- YOUR GOAL -
Please extract every line of the data below that contains the string "acoustic", matching case exactly.

- Source records -
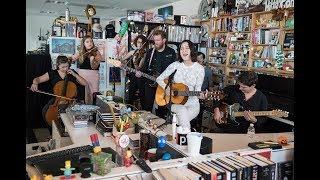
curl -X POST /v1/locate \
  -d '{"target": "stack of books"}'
[96,110,120,137]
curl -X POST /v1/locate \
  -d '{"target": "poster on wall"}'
[49,37,76,55]
[99,62,107,92]
[93,39,106,61]
[158,6,173,19]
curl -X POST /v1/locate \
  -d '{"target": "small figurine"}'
[124,149,133,167]
[30,175,40,180]
[43,174,53,180]
[60,160,75,178]
[158,136,166,148]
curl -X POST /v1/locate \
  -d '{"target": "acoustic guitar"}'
[155,80,224,106]
[107,58,157,87]
[220,103,289,125]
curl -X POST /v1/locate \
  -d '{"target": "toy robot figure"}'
[60,160,75,178]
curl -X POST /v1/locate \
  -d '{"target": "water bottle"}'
[247,123,255,139]
[172,113,177,142]
[65,8,70,22]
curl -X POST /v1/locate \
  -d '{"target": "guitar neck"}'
[233,111,273,117]
[177,91,205,96]
[123,67,157,81]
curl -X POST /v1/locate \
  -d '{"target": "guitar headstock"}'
[271,109,289,118]
[107,58,122,67]
[207,90,225,101]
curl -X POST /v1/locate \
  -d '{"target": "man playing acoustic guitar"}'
[213,71,268,133]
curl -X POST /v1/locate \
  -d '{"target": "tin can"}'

- COMPLETED TASK -
  -d '{"target": "acoustic guitar"}'
  -d '{"target": "man playing acoustic guitar"}'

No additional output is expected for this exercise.